Raw records:
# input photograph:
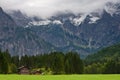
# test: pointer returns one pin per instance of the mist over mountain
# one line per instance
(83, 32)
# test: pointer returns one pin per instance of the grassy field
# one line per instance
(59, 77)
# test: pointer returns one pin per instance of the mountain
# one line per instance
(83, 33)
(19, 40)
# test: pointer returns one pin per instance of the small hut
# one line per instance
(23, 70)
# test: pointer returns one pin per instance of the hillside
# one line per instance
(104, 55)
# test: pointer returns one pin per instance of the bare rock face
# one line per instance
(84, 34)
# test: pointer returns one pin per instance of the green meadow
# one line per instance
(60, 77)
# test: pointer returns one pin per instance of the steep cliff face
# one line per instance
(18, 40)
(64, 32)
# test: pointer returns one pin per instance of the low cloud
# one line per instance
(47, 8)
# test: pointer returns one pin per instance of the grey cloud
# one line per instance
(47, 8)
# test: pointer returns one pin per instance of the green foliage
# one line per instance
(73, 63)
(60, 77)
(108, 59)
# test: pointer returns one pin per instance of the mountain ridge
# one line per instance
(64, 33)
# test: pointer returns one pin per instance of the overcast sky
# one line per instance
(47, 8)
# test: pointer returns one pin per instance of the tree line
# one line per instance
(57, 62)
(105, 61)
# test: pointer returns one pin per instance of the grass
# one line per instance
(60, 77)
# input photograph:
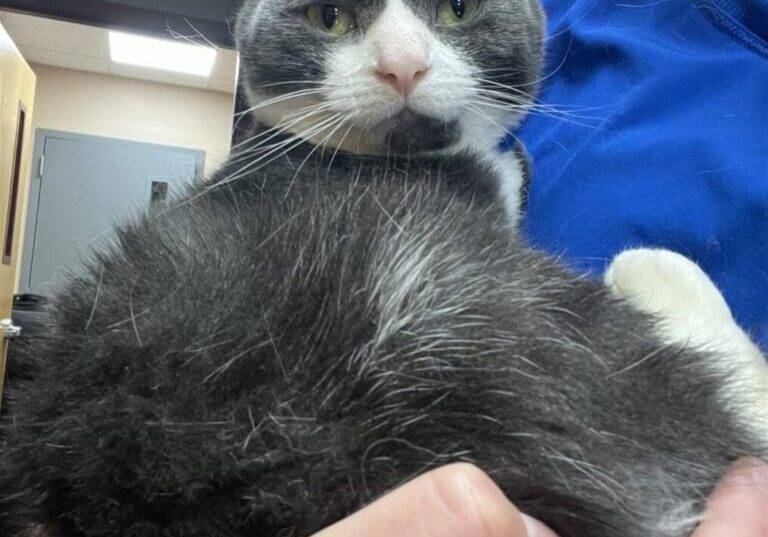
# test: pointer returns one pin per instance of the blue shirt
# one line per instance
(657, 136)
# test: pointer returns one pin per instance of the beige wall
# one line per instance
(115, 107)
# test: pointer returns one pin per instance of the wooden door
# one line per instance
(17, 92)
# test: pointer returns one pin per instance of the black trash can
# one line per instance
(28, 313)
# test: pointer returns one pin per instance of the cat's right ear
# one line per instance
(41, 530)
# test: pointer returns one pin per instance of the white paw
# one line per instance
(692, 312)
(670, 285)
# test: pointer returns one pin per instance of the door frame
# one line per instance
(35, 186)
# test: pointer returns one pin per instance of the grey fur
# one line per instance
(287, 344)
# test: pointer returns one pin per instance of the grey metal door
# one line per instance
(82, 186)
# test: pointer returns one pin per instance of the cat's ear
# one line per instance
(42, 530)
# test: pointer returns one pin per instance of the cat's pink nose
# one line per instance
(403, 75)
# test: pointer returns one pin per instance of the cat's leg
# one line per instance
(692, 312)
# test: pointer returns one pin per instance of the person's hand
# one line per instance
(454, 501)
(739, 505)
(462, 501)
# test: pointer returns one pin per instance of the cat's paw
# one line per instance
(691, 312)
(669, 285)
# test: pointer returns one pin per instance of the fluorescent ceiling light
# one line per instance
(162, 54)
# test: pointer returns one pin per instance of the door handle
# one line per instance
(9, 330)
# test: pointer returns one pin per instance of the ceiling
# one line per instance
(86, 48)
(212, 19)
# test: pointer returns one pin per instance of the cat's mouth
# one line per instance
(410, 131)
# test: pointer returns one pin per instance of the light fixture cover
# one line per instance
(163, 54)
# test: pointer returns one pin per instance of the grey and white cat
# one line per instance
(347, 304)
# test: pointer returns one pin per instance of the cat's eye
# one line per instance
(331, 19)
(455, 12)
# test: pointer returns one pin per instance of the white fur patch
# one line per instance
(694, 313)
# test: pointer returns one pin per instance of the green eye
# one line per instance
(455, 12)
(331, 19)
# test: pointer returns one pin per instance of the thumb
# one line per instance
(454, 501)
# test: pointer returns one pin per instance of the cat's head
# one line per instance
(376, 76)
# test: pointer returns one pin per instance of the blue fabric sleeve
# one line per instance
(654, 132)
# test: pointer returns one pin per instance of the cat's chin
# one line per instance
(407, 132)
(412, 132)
* * *
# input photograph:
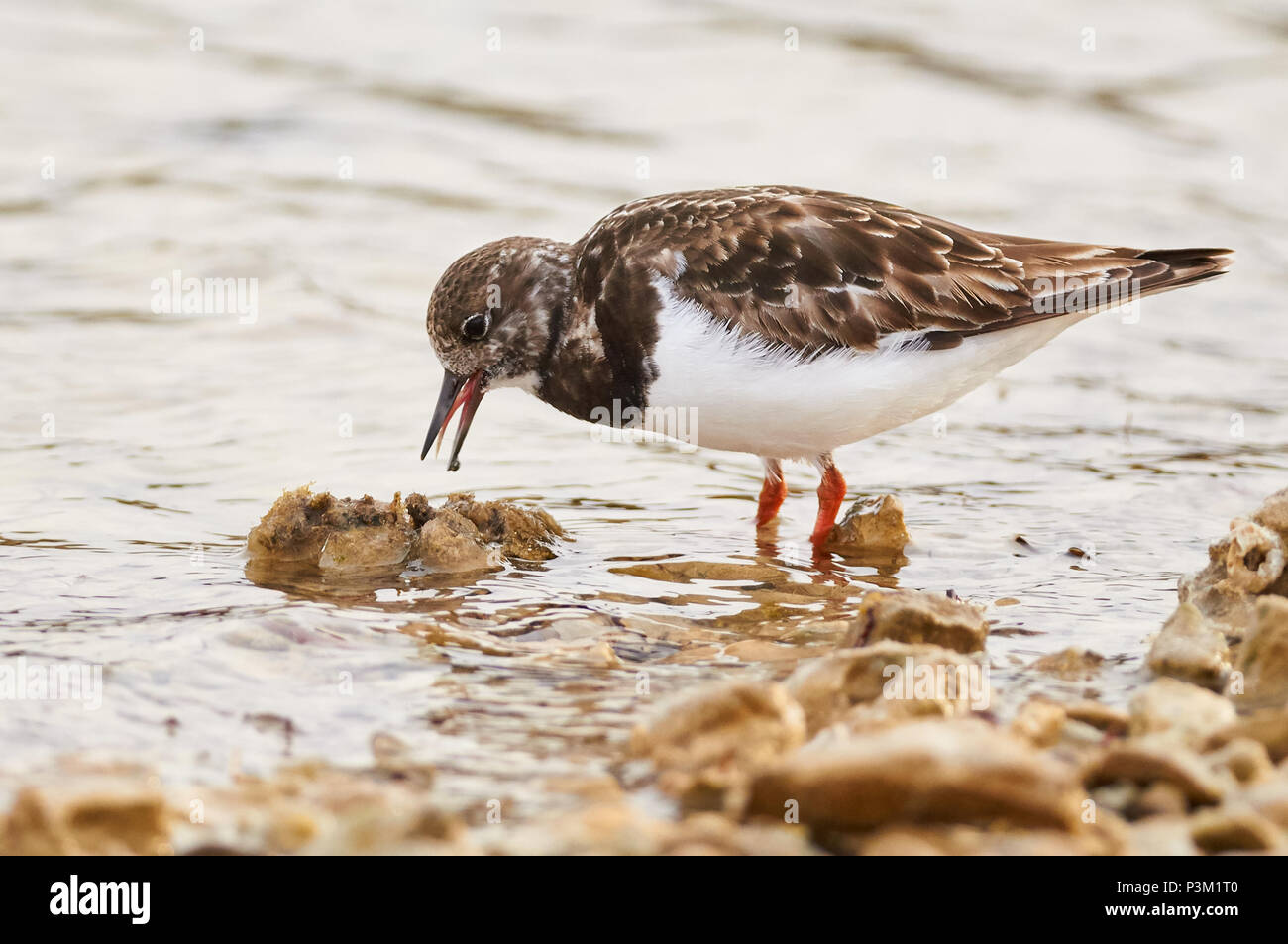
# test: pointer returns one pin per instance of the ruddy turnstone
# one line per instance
* * *
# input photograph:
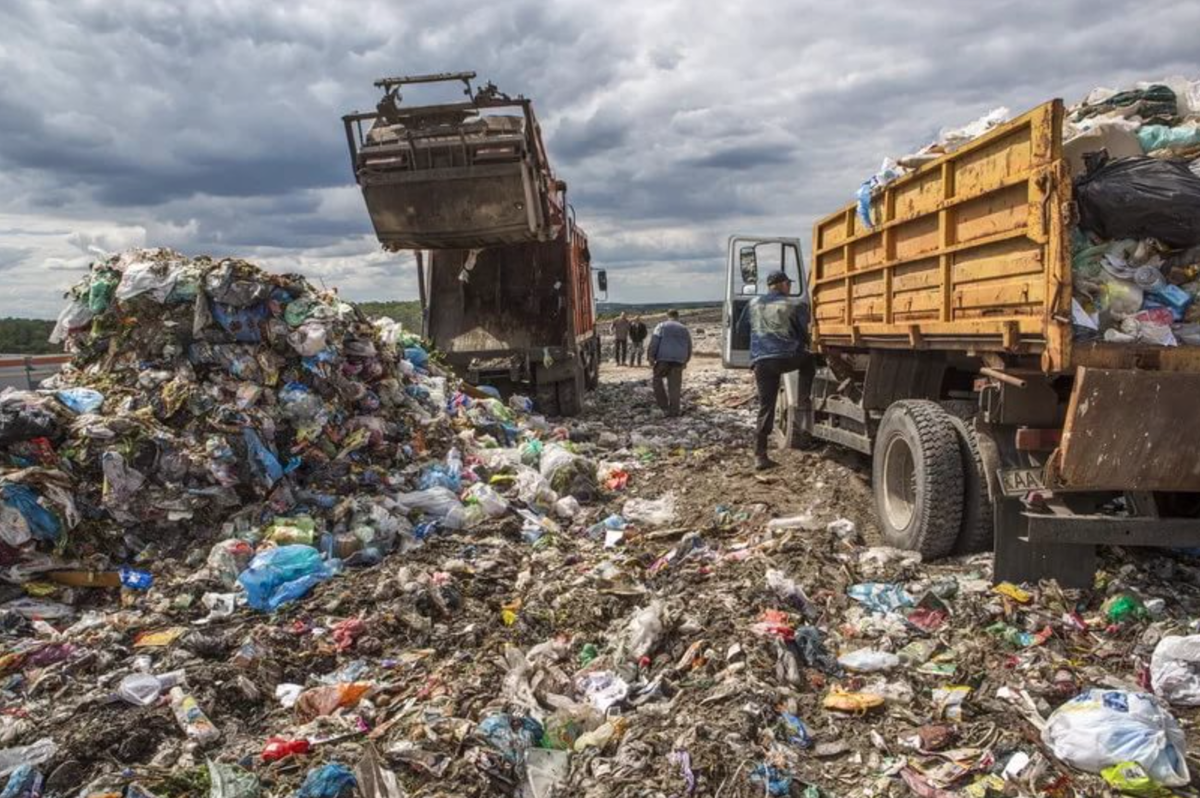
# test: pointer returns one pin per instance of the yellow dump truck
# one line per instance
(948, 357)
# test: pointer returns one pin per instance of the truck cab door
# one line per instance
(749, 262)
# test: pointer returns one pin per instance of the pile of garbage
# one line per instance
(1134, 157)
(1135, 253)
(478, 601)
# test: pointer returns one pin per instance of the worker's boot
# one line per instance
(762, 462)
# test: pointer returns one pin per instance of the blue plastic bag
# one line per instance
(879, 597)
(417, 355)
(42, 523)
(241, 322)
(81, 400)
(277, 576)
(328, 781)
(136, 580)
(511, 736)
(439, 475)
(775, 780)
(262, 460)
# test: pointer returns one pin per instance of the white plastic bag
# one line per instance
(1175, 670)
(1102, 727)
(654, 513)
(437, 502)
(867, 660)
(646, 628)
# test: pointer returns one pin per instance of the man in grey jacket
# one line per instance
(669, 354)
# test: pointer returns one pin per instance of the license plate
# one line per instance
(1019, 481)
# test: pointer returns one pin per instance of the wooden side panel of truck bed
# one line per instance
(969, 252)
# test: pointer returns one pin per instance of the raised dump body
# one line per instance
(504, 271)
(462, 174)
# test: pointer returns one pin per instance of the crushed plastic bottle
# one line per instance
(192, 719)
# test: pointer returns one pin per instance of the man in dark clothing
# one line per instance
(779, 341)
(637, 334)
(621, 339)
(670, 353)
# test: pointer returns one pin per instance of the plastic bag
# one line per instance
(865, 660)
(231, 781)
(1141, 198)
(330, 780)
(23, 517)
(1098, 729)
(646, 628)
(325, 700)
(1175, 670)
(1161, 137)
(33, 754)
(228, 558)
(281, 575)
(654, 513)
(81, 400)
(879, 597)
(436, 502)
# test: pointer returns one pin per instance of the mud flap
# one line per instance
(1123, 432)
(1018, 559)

Exercise prompt:
List each line of the items above that contains the word "door", reproducing every such line in full.

The solution:
# test: pointer returns one pin per instance of the wooden door
# test: pointer returns one pin per instance of the door frame
# test: pointer returns one pin per instance of the grey metal door
# test: pointer returns one pin per instance of the door handle
# test: pointer returns one pin per instance of the truck cab door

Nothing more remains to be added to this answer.